Brao people

From Wikipedia, the free encyclopedia
Brao
Total population
c. 60,000[1]
Regions with significant populations
 Laos26,010[2]
 Cambodia13,902 (2013) (Brao sub-group)[3]
Languages
Brao, Khmer
Religion
Animism, Christianity, Theravada Buddhism

Brao people (Khmer: ព្រៅ, Prŏu [prɨw]) are an ethnic group that live on both sides of the Cambodia-Laos border.[1] There are approximately 60,000 Brao people, broadly defined, worldwide. They mainly live in Attapeu and Champasak Provinces in southern Laos, and Ratanakiri and Stung Treng Provinces in northeastern Cambodia. In Cambodia, the Brao include people from the following sub-groups: Amba, Kreung, Kavet, Brao Tanap, and Lun. In southern Laos, they belong to the Jree, Kavet, Lun, Hamong and Ka-ying sub-groups [4]

  • Brao people speak various dialects of the Brao language, a Western Bahnaric Mon–Khmer language of Cambodia and Laos. [5][4]
  • Sometimes the Brao people are confused with the Bru, or the Brou, a Katuic Mon-Khmer language speaking group found in Khammouane and Savannakhet Provinces in southern Laos, and adjacent areas of Viet Nam. Some Bru people also live in northeastern Thailand. [6]

The main religion of Brao is Animism, although “a small minority of the Brao in northeast Cambodia have recently converted to forms of evangelical Christianity.” Brao variety of Animism focuses on appeasing “a wide array of malevolent spirits who manifest in various contexts and ways.” Most rituals “require the consumption of a particular form of fermented rice-beer” as well as “sacrificing chickens, pigs, and water buffaloes and, less frequently, cows.”[7]

Some people confuse the Brao and the Brou/Bru because an anthropologist, Jacqueline Matras, who wrote about a Brao Tanap village in Ratanakiri Province, but spelt their name "Brou".[8] However, linguists agree that the proper name is Brao. [5]

See also[]

  • Khmer Loeu

References[]

  1. ^ a b "Archived copy". Archived from the original on 2011-06-29. Retrieved 2008-09-27.CS1 maint: archived copy as title (link) CS1 maint: unfit URL (link)

**ACTIONS TO TAKE:**
A) Could you restate the stretch of the passage on the Brao from "The main religion" through "unfit URL (link)", swapping "rice-beer" for "rice wine"?
B) Would you carry on the article about the Brao people from the point where it ends?

**INFORMATION SUPPLIED:**

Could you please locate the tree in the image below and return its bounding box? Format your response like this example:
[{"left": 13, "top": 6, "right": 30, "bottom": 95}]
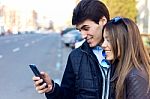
[{"left": 102, "top": 0, "right": 137, "bottom": 21}]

**THE RESPONSES:**
A)
The main religion of Brao is Animism, although “a small minority of the Brao in northeast Cambodia have recently converted to forms of evangelical Christianity.” Brao variety of Animism focuses on appeasing “a wide array of malevolent spirits who manifest in various contexts and ways.” Most rituals “require the consumption of a particular form of fermented rice wine” as well as “sacrificing chickens, pigs, and water buffaloes and, less frequently, cows.”[7]

Some people confuse the Brao and the Brou/Bru because an anthropologist, Jacqueline Matras, who wrote about a Brao Tanap village in Ratanakiri Province, but spelt their name "Brou".[8] However, linguists agree that the proper name is Brao. [5]

See also[]

  • Khmer Loeu

References[]

  1. ^ a b "Archived copy". Archived from the original on 2011-06-29. Retrieved 2008-09-27.CS1 maint: archived copy as title (link) CS1 maint: unfit URL (link)

B)
  2. ^ "Results of Population and Housing Census 2015" (PDF). Lao Statistics Bureau. Retrieved 1 May 2020.
  3. ^ National Institute of Statistics, Ministry of Planning, Cambodia (May 2014). "Cambodia Inter-Censal Population Survey 2013 - National Profile of Statistical Tables - Part 1" (PDF). Phnom Penh: National Institute of Statistics, Ministry of Planning, Cambodia. p. 13. Retrieved 2019-06-21.CS1 maint: uses authors parameter (link)
  4. ^ a b Baird, Ian G. 2008. “Various forms of colonialism: The social and spatial reorganisation of the Brao in southern Laos and northeastern Cambodia”. PhD Dissertation, Department of Geography, University of British Columbia, Vancouver, B.C., Canada.
  5. ^ a b Keller, Charles; Jordi, Jacqueline; Gregerson, Kenneth; and Ian G. Baird. July 2008. Brao dialects: lexical and phonological variations. Revue de l‘Institut de la Langue Nationale de l‘Académie Royale du Cambodge. Phnom Penh: Institute of National Language. Special Issue. pp. 87-152.
  6. ^ Chamberlain, James R. 2012. Phou Thay and Brou Symbiosis. International Workshop: Peoples and Cultures of the Central Annamite Cordillera: Ethnographic and Ethno-­‐Historical Contributions–Towards a Comparative and Inter-­‐Disciplinary Dialogue. Institute of Anthropology and Religion (Laos) and University of Gothenburg (Sweden) and Vientiane.
  7. ^ Baird, Ian G. 2013. “Shifting Contexts and Performances: The Brao-Kavet and Their Sacred Mountains in Northeast Cambodia.” Asian Highlands Perspectives 28, 1-23 (5).
  8. ^ Matras-Troubetzkoy, J. 1983. Un Village en Forel. L'essartage chez les Brou du Cambodge.SELAF, Paris, 429 pp.

External links[]

Retrieved from ""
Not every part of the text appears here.